┌─ EXTRAIT À LIRE

Or, l’élément terre ne pense pas : « je réalise la solidité du corps ». L’élément eau ne pense pas : « j’accomplis la fonction d’assurer la continuité du corps ». L’élément feu ne pense pas : « j’assimile ce que le corps a mangé, bu, mâché, dégusté ». L’élément vent ne pense pas : « j’accomplis la fonction corporelle d’inspiration et d’expiration ». L’élément espace ne pense pas : « je réalise la porosité interne du corps ». L’élément conscience ne pense pas : « j’actualise la personnalité du corps ». Le corps lui-même ne pense pas : « je suis engendré par ces conditions ». Néanmoins, ces conditions existant, le corps se produit grâce à leur réunion.
Donc, l’élément terre n’est ni substance personnelle, ni être vivant, ni principe vital, ni créature, ni être né d’homme, ni être humain, ni féminin, ni masculin, ni neutre, ni moi, ni mien, ni appartenant à autrui. De même les éléments eau, feu, vent, espace et conscience ».
Nancy : C’est fou !
Catherine ; C’est comme un magma alors.
Pour cette raison, Shakyamuni déclare : « Celui qui appelle « moi » ce qui n’est pas un « moi » est un sot qui a peu entendu ». Comme le disait Nietzsche en peu de mots : « Eviter : je ».
L’invité de Catherine : C’est drôle : « Eviter : je ».

└─
┌─ DONNÉES FOURNIES

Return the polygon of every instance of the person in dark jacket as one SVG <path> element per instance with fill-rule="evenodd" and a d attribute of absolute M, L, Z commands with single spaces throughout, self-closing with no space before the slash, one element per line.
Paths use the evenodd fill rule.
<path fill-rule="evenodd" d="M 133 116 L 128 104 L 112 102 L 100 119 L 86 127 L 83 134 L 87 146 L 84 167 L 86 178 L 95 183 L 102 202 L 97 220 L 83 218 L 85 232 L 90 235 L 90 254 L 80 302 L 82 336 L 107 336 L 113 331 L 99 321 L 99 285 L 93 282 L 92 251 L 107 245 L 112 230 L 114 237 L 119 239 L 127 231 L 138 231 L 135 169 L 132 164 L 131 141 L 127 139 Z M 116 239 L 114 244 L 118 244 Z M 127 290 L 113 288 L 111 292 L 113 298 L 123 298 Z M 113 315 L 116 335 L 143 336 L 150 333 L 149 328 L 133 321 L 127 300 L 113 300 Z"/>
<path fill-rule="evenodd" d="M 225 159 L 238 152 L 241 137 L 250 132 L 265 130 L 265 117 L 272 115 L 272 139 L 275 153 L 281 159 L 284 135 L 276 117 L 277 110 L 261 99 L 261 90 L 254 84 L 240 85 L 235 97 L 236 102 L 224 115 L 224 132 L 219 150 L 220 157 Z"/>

└─

**ÉNONCÉ ÉCRIT 1:**
Dans l'extrait sur les éléments du corps et le « moi », quelle formule brève attribuée à Nietzsche est citée ?
**ÉNONCÉ ÉCRIT 2:**
Poursuivez l'extrait sur les éléments du corps et le « moi » en reprenant juste après sa dernière réplique.
Ce matériel n'a aucun lien avec l'extrait.

**RÉSULTAT FINAL 1:**
« Eviter : je ».

**RÉSULTAT FINAL 2:**
Ca choque hein ! Mais il est vrai que si l’on examine ce « je » en question, est-ce celui qui , à l’âge de trois ans, hurlait pour reprendre la poupée de sa voisine de crèche, est-ce celui qui, à dix huit ans, lorgne sur toutes les femmes qu’il croise, est-ce celui qui, grabataire, pense que la vie est mal fichue et trop courte ? Il est donc protéiforme et façonné par les conditions.
Brigitte : Ce n’est pas un acte en tant que cause, c’est un effet.
Catherine : Il est subi.
C’est un effet variable sur lequel nous n’avons aucune maîtrise. Nous, nous verrons un corps qui produit un esprit, une pensée, mais, selon l’enseignement du Bouddha, dans l’instantanéité tout n’est qu’un corps unique, le véritable « moi » s’étend donc à l’intégralité du « non-moi ». Le véritable « moi » est le « non-moi ». En d’autres termes, l’égoïsme bien considéré implique de faire atteindre l’éveil à l’intégralité phénoménale. Pour cette raison, Asanga déclare : « Celui qui connaît cela abandonne l’attachement à l’idée que le moi éprouve, perçoit, veut, se souvient, se souille et se purifie. Il pénètre l’idée du non-moi ». La personnalité ne peut ni apparaître, ni disparaître, c’est un fait, mais elle jaillit à chaque instant d’une infinité qu’elle va spontanément considérer comme non-moi, et là est l’erreur, la souffrance.
Michelle : C’est une forme de sélection…
C’est plus qu’une sélection. Non seulement l’objet de la conscience est le passé immédiat de notre réalité, « j’aime, j’aime pas, je veux, etc. », mais c’est la négation de tout ce qui constitue réellement la personnalité instantanée. Vivre comme cela, c’est ne jamais pouvoir être heureux.
Catherine : C’est humain.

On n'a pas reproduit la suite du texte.